_Required action 1_. Translate this sentence from the passage on detained healthcare workers into Spanish: "Under the Geneva conventions, the set of international laws that police the conduct of warring parties, doctors should be protected, not targeted or attacked during conflict and must be allowed to carry on providing medical care to those who need it."
_Required action 2_. In the passage on detained healthcare workers, who is named as head of office for the occupied Palestinian territory at UNOCH?
_Required action 3_. Write a continuation of the passage on detained healthcare workers, starting after its last sentence.

_Exercise passage_.
>>>>
Bar chart showing the numbers of different types of healthcare workers detained

In a statement to the Guardian, Dr Tedros Adhanom Ghebreyesus, WHO’s director general, condemned the ongoing detention of medical personnel by Israel and said he was deeply concerned for their welfare.

The UN’s human rights office (UNOCH) said Israel also must immediately release medical staff held arbitrarily and “end all practices that amount to enforced disappearances, torture and other ill-treatment”.

UNOCH has previously said “it is clear” that the detention of large numbers of healthcare workers by the Israeli military contributed to the collapse of the healthcare system in Gaza. Ajith Sunghay, head of office for the occupied Palestinian territory at UNOCH, said: “Those responsible for crimes under international law must be held to account.”

Under the Geneva conventions, the set of international laws that police the conduct of warring parties, doctors should be protected, not targeted or attacked during conflict and must be allowed to carry on providing medical care to those who need it.
<<<<
(Region pointing data)
>>>>
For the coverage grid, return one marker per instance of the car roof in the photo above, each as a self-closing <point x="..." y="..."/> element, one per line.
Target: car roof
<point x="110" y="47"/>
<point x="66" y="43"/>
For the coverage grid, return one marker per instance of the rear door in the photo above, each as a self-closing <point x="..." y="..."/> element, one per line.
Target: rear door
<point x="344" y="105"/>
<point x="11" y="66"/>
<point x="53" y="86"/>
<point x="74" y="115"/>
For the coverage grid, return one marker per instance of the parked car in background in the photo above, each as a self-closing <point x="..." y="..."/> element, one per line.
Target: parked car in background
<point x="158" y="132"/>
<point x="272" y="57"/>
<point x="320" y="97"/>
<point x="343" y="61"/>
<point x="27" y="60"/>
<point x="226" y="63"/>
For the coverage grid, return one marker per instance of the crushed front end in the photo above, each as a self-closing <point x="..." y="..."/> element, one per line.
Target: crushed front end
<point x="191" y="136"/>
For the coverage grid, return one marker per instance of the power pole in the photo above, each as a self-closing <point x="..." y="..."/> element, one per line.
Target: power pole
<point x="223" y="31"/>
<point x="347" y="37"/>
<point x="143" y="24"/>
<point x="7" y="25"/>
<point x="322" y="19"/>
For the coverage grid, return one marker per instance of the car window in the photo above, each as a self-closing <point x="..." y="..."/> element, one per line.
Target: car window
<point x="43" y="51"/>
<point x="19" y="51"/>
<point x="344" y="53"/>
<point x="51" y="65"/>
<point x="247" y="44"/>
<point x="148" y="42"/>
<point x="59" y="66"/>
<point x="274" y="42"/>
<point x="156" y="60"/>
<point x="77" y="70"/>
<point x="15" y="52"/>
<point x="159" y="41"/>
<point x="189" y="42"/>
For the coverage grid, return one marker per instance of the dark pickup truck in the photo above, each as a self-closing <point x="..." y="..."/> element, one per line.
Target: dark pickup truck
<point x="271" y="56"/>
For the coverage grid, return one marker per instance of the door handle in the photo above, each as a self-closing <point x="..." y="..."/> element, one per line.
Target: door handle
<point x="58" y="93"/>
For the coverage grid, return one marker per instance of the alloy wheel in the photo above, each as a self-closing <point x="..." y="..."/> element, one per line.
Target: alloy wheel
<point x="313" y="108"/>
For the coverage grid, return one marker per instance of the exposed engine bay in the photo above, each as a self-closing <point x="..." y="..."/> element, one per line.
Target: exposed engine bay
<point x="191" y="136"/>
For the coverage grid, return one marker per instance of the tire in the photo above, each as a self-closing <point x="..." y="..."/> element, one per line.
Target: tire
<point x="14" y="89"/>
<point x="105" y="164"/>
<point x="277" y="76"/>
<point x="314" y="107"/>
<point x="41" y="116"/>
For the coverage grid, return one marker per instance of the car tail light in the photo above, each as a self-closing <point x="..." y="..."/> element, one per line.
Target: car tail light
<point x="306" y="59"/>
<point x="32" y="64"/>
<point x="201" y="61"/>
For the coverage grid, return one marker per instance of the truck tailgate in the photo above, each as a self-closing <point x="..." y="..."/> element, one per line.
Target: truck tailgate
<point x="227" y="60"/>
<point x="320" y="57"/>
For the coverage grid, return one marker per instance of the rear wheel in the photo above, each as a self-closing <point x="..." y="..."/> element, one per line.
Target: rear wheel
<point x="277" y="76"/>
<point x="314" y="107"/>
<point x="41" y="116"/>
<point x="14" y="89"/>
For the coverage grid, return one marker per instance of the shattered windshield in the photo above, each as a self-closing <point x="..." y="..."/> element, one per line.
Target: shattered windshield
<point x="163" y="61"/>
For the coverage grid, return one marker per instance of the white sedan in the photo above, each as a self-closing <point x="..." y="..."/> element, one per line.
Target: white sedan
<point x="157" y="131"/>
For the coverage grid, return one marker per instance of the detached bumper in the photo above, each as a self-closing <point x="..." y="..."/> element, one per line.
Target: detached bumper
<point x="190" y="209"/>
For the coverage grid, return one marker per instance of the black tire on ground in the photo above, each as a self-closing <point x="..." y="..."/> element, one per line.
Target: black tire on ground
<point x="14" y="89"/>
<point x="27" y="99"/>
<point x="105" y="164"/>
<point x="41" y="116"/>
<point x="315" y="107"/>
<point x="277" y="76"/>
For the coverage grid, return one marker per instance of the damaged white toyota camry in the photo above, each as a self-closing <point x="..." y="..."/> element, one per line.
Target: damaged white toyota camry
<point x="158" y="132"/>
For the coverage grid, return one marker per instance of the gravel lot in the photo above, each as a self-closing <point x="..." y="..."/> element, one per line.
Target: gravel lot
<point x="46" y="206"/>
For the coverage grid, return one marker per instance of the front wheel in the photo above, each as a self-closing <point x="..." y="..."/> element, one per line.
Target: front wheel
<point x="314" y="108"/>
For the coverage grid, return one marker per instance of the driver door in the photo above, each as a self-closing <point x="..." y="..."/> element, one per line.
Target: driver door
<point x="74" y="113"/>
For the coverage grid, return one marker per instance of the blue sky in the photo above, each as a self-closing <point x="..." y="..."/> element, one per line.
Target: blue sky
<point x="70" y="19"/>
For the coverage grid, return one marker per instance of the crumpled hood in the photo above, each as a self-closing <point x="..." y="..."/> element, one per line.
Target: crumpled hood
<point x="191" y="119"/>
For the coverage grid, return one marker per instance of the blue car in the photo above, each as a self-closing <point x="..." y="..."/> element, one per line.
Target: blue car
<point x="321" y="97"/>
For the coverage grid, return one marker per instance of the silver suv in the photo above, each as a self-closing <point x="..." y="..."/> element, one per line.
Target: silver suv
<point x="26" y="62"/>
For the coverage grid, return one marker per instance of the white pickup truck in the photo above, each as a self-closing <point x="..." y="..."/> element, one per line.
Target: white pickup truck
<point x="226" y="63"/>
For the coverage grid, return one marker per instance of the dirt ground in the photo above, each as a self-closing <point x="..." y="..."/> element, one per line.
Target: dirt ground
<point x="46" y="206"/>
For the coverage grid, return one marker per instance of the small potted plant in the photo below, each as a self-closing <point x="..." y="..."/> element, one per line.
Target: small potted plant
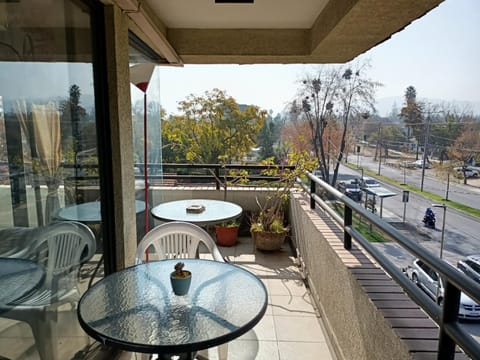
<<<<
_Written answer 1_. Según los Convenios de Ginebra, el conjunto de leyes internacionales que regulan la conducta de las partes en guerra, los médicos deben ser protegidos, no convertidos en blanco ni atacados durante un conflicto, y se les debe permitir seguir prestando atención médica a quienes la necesiten.

_Written answer 2_. Ajith Sunghay.

_Written answer 3_.
Tedros said: “Health workers, facilities they work in, and patients they care for … must never be targets. In fact, under international humanitarian law, they should be actively protected.”

Two of Gaza’s most senior doctors – Dr Iyad al-Rantisi, a consultant obstetrician and gynaecologist at Kamal Adwan hospital, and Dr Adnan al-Bursh, head of the orthopaedic department at al-Shifa hospital – are known to have died in detention.

In the past, Israel has defended its military operations on Gaza’s healthcare system by claiming that hospitals were being used by Hamas as military command centres and that the healthcare workers who were detained were suspected.

Under international law, healthcare facilities can lose their protected status and become military targets if they are used for acts that are “harmful to the enemy”.

The UN high commissioner for human rights, Volker Türk, has said that to date Israel has failed to substantiate these allegations.

The Guardian put all the doctors’ allegations relating to their detention to the Israeli Defense Forces (IDF), which did not respond to the individual cases but provided a general statement in which it said it was “operating to restore security to the citizens of Israel, to bring home the hostages, and to achieve the objectives of the war while operating by international law.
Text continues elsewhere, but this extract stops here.